Teks Bacaan =
Oleh: Dwi Indah Lestari
Sobat, pernahkah membaca sebuah hadits bahwa Rasulullah diutus untuk menyempurnakan akhlak? Rasulullah Saw bersabda,
إِنَّمَا بُعِثْتُ ِلأُتَمِّمَ صَالِحَ اْلأَخْلاَقِ
“Sesungguhnya aku diutus untuk menyempurnakan akhlak yang baik.” (HR. Bukhari).
Dalam sistem Islam, akhlak merupakan bagian dari syariat yang mengatur hubungan manusia dengan dirinya sendiri. Akhlak sendiri sebenarnya adalah sifat-sifat yang diperintahkan oleh Islam agar setiap muslim memilikinya ketika melakukan suatu perbuatan. Jadi akhlak merupakan sifat yang senantiasa melekat pada suatu perbuatan apakah hal itu harus dijalankan ataukah ditinggalkan.

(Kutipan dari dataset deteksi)
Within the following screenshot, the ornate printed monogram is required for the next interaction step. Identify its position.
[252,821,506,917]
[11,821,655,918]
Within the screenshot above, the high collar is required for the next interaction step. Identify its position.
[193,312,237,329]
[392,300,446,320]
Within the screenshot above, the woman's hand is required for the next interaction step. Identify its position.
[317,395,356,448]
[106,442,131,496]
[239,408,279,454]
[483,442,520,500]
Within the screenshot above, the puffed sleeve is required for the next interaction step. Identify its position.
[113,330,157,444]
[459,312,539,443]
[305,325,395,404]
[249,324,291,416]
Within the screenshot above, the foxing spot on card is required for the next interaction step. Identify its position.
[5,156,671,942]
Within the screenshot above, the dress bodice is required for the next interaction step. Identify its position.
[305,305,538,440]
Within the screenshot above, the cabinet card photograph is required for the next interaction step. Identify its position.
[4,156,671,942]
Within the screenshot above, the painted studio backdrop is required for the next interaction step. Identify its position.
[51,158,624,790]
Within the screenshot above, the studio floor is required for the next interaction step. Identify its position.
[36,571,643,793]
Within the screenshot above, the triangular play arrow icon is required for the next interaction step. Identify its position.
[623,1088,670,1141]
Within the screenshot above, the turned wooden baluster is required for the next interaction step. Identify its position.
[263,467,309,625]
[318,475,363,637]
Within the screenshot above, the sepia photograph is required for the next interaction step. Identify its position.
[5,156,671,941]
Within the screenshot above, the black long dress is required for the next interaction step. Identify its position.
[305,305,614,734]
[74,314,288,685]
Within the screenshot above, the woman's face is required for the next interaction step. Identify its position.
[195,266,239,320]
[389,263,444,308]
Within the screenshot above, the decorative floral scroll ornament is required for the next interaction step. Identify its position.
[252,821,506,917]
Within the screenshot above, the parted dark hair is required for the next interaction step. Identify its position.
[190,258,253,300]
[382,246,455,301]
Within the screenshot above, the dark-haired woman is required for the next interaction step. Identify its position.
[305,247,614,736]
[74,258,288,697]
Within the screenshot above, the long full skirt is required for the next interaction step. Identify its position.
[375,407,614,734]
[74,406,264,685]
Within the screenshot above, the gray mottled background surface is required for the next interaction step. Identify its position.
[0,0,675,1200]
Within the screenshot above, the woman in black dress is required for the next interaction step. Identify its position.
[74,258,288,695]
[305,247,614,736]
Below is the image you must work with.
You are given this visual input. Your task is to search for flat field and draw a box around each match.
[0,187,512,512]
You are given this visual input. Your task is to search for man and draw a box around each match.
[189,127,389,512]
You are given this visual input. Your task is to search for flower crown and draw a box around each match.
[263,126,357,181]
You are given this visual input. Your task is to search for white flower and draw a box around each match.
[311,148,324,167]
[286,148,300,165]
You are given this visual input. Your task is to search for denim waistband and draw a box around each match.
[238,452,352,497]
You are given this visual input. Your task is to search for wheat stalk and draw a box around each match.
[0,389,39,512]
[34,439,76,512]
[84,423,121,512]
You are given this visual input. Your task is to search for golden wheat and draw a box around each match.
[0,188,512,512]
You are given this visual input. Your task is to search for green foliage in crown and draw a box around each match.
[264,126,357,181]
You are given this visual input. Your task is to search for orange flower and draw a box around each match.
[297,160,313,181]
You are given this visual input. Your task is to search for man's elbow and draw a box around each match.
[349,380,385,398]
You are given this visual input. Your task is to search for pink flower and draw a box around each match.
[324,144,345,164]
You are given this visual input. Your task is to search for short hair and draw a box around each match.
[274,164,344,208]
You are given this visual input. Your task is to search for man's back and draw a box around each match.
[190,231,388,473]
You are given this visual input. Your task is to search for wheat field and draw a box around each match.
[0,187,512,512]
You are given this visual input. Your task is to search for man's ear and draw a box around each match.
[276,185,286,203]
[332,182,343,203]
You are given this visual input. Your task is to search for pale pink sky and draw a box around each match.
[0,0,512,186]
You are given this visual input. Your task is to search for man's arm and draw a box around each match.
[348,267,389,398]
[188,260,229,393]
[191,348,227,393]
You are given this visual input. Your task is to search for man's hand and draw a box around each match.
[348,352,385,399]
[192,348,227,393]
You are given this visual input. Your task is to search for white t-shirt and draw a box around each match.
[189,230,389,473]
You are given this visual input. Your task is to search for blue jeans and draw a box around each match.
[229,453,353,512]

Soal Latihan =
1 > Ringkaslah teks tentang akhlak dalam dua kalimat.
2 > Salin kata demi kata bagian teks tentang akhlak, mulai dari "Dalam sistem Islam, akhlak" dan berakhir pada "dijalankan ataukah ditinggalkan.".
Materi tersebut tidak diperlukan di sini.

Jawaban Lengkap =
1 > Teks ini mengutip hadits riwayat Bukhari bahwa Rasulullah diutus untuk menyempurnakan akhlak yang baik. Dalam sistem Islam, akhlak merupakan bagian dari syariat yang mengatur hubungan manusia dengan dirinya sendiri, yaitu sifat-sifat yang diperintahkan Islam untuk dimiliki setiap muslim ketika melakukan suatu perbuatan.

2 >
Dalam sistem Islam, akhlak merupakan bagian dari syariat yang mengatur hubungan manusia dengan dirinya sendiri. Akhlak sendiri sebenarnya adalah sifat-sifat yang diperintahkan oleh Islam agar setiap muslim memilikinya ketika melakukan suatu perbuatan. Jadi akhlak merupakan sifat yang senantiasa melekat pada suatu perbuatan apakah hal itu harus dijalankan ataukah ditinggalkan.